(This is a guest post written by Gary B. Kushner, for SHRM)
By a narrow 5-4 decision, the Supreme Court of the United States (SCOTUS) upheld the constitutionality of the Patient Protection and Affordable Care Act (PPACA) on the grounds that the individual mandate penalty is a tax. Because the Constitution clearly gives Congress the ability to impose a tax, the Court ruled, all of the other questions surrounding the mandate are moot.
In writing for the majority in the National Federation of Independent Business vs. Sebelius decision, Chief Justice John Roberts stated that, “The Affordable Care Act’s requirement that certain individuals pay a financial penalty for not obtaining health insurance may reasonably be characterized as a tax. Because the Constitution permits such a tax, it is not our role to forbid it, or to pass upon its wisdom or fairness.” Chief Justice Roberts was joined in the majority decision by Justices Stephen Breyer, Ruth Bader Ginsburg, Sonia Sotomayor and Elena Kagan.
While the individual mandate was deemed by a majority of the Court to violate the Commerce Clause and the Necessary and Proper Clause of the Constitution, it was ruled constitutional because Congress has the authority to impose a tax on individuals who go without insurance.

==================================================

Instructions to follow: Can you return, word for word, the stretch of the post on the Supreme Court's health care ruling that opens with the words containing "In writing for" and closes with "and Elena Kagan."?

==================================================

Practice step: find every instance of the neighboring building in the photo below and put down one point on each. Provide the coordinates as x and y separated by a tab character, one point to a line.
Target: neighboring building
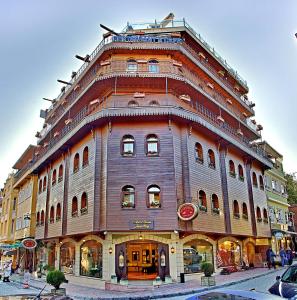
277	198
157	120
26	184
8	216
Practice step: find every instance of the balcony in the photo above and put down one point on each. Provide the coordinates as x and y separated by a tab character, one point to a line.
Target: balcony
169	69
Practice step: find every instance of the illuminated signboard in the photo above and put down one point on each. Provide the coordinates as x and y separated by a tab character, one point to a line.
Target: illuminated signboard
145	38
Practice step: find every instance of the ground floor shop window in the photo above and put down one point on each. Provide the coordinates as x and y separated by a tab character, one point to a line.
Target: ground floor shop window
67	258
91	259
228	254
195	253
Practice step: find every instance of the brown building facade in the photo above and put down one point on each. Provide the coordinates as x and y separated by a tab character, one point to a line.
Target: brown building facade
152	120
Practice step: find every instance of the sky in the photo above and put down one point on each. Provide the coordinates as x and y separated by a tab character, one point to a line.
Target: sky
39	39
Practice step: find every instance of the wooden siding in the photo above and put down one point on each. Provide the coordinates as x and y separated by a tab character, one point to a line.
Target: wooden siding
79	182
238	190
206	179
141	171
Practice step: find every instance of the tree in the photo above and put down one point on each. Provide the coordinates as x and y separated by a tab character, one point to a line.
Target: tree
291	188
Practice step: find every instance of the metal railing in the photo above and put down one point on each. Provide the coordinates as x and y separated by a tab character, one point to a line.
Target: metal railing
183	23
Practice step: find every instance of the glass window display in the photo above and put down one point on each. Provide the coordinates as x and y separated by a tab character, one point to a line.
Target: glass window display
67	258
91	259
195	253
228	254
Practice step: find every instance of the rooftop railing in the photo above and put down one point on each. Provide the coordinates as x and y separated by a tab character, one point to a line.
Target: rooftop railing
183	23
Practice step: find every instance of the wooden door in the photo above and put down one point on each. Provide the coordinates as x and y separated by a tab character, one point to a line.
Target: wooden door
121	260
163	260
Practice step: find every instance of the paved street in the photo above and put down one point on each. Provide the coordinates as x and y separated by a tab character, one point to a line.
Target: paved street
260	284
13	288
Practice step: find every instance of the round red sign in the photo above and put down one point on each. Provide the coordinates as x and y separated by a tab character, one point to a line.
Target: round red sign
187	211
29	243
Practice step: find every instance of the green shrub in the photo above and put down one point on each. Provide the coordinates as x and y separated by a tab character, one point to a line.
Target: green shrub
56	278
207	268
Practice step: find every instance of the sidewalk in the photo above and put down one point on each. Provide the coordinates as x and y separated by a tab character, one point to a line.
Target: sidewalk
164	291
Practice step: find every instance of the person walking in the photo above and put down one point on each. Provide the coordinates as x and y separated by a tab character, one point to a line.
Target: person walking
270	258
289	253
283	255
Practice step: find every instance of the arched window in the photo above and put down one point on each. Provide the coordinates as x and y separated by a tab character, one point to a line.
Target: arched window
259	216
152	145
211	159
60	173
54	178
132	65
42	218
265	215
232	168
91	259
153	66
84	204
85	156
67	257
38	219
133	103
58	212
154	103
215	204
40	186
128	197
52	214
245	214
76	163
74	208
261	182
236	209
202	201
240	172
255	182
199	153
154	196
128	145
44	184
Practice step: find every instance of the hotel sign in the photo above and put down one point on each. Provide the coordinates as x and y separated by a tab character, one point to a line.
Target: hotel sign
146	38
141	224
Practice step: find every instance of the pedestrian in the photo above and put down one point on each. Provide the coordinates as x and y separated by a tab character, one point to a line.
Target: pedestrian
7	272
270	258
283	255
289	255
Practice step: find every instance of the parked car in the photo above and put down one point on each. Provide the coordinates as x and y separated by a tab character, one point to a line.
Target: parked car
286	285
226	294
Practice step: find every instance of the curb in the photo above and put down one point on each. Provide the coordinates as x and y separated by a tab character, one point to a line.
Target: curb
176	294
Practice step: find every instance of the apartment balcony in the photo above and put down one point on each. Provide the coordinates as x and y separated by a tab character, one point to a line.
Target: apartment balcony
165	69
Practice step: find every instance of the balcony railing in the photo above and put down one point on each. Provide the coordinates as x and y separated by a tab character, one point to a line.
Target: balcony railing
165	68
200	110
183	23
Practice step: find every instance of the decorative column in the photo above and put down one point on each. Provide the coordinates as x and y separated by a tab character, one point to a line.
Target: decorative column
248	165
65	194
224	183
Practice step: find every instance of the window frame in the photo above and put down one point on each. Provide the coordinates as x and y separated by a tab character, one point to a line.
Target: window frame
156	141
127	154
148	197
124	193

==================================================

Response to the task:
In writing for the majority in the National Federation of Independent Business vs. Sebelius decision, Chief Justice John Roberts stated that, “The Affordable Care Act’s requirement that certain individuals pay a financial penalty for not obtaining health insurance may reasonably be characterized as a tax. Because the Constitution permits such a tax, it is not our role to forbid it, or to pass upon its wisdom or fairness.” Chief Justice Roberts was joined in the majority decision by Justices Stephen Breyer, Ruth Bader Ginsburg, Sonia Sotomayor and Elena Kagan.